Copy out the lines below that hold the word "positive".
Top of RECORDS SHOWN
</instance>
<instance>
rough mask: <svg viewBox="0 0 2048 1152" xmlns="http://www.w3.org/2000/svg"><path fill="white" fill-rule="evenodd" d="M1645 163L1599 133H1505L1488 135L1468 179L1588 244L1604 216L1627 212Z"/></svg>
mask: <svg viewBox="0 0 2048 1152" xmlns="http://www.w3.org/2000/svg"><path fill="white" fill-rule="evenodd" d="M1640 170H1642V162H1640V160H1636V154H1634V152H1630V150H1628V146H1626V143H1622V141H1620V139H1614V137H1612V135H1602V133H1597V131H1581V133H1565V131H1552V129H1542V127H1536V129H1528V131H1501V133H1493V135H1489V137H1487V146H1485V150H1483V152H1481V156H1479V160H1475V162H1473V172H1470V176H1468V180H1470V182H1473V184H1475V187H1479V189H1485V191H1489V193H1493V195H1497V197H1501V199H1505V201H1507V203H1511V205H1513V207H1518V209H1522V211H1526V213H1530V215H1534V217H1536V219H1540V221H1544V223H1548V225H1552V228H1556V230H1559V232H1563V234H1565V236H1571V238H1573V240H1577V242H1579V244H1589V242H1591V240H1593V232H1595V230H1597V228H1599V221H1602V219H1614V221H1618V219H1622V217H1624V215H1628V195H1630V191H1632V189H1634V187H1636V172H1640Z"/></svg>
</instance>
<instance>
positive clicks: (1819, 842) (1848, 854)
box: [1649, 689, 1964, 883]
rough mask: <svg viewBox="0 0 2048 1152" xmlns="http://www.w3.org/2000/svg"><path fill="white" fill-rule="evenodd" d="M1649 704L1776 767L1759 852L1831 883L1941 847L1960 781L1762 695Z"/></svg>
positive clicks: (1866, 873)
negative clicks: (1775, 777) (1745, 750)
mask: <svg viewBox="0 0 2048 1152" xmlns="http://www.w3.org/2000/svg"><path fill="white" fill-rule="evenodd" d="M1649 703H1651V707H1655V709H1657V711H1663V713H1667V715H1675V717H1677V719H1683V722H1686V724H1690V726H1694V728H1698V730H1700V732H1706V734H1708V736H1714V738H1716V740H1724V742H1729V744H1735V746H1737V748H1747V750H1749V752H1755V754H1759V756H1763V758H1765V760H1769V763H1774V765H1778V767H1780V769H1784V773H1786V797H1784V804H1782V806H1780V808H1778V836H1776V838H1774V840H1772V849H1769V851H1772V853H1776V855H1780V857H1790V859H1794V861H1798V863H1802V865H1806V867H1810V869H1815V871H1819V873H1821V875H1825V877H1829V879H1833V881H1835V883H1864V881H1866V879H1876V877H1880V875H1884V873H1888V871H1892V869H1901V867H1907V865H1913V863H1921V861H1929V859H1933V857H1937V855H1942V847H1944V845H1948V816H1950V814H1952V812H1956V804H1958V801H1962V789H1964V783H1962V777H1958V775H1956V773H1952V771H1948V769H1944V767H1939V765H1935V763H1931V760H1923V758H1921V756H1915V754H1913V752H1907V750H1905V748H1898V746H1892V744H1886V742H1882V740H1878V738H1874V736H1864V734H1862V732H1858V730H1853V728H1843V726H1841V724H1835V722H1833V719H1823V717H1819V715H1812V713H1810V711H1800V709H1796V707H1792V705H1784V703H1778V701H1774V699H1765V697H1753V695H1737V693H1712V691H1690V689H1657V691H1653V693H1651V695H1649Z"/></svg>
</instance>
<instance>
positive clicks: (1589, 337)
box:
Bottom of RECORDS SHOWN
* _TASK RESULT_
positive clicks: (1819, 842) (1848, 854)
positive clicks: (1866, 873)
positive clicks: (1589, 337)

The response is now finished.